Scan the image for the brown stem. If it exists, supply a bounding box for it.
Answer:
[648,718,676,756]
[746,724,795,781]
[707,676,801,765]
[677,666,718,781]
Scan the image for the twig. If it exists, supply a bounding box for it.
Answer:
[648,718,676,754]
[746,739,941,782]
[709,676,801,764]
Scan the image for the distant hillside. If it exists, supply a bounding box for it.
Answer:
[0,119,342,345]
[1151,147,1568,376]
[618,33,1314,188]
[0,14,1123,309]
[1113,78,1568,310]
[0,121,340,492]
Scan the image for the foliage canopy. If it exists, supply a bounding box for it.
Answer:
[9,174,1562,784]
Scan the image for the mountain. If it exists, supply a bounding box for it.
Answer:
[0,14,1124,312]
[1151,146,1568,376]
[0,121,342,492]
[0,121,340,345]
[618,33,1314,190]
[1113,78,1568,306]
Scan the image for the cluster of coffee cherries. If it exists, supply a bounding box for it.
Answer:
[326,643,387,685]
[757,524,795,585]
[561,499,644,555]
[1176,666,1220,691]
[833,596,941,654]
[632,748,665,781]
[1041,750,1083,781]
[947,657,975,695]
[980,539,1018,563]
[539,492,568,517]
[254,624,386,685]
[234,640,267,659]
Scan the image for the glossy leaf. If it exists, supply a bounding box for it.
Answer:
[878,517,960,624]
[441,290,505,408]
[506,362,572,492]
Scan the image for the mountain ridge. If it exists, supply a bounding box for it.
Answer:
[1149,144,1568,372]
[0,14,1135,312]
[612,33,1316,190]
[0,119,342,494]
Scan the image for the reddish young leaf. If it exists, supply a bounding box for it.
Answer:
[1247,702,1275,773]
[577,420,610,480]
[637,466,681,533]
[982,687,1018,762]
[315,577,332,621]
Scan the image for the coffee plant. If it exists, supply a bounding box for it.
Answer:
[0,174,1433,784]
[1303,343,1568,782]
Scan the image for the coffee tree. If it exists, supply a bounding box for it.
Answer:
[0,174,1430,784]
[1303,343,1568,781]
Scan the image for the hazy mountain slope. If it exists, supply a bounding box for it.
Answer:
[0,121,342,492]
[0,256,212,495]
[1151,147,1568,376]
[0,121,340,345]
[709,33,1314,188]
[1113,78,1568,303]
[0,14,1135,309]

------------

▶ _Stated problem_
Rewrite all of the items above with "Scan" changed to "Search" wherever it occurs. Keep every other line and character unchanged.

▶ _Exercise response_
Search the image for the brown stem. If it exists, supply a bounding box for it.
Answer:
[648,718,676,756]
[746,724,795,781]
[707,676,801,765]
[677,666,718,781]
Search the image for the twig. If it exists, supply a bounding box for it.
Answer:
[648,718,676,754]
[746,739,941,782]
[709,676,801,764]
Search the image for the distant hillside. If it exists, supply a bounding box for it.
Answer:
[0,119,342,345]
[1151,147,1568,376]
[618,33,1314,188]
[0,14,1123,309]
[1113,78,1568,310]
[0,121,340,492]
Search the image for the foliage canopy. If it exists, supply a bounding box for it.
Answer:
[9,174,1562,784]
Search the image for the mountain. If it exists, supply a bounding box for it.
Answer:
[0,14,1124,312]
[1151,146,1568,376]
[0,121,342,492]
[0,121,340,345]
[618,33,1314,190]
[1113,78,1568,306]
Search the image for the cluster of coffee cherries. If it exists, supply a bounding box for it.
Answer:
[326,643,387,685]
[757,524,795,585]
[561,499,644,555]
[1176,666,1220,691]
[833,596,941,654]
[632,748,665,781]
[1041,750,1083,781]
[947,657,975,695]
[980,539,1018,563]
[539,492,568,517]
[254,624,386,685]
[234,640,267,659]
Search the image for the glossy leaf. If it exists, supply a bounding box for it.
Answer:
[878,517,960,624]
[441,290,505,408]
[506,362,572,492]
Search the image for the mountain ridge. If it exists, supply a bounding box for it.
Answer:
[1149,144,1568,372]
[0,14,1135,312]
[612,33,1316,190]
[0,119,342,494]
Search the image for the reddish young leaf. If it exists, supply a bounding box for it.
Answer:
[1247,702,1275,773]
[577,420,610,480]
[637,466,681,533]
[982,687,1018,762]
[315,577,332,621]
Search the image for the coffee plant. If it exists, supply a bounding box for it.
Answer:
[0,174,1433,784]
[1303,343,1568,782]
Search the image for the coffee tree. If it exists, supply a bounding box for it.
Answer:
[0,174,1430,784]
[1303,343,1568,781]
Search the image for the hazy mountain slope. If it exists, supply a bounding box for it.
Answer:
[0,121,342,492]
[0,256,212,495]
[1151,147,1568,376]
[0,121,340,345]
[709,33,1314,188]
[1113,78,1568,303]
[0,14,1135,309]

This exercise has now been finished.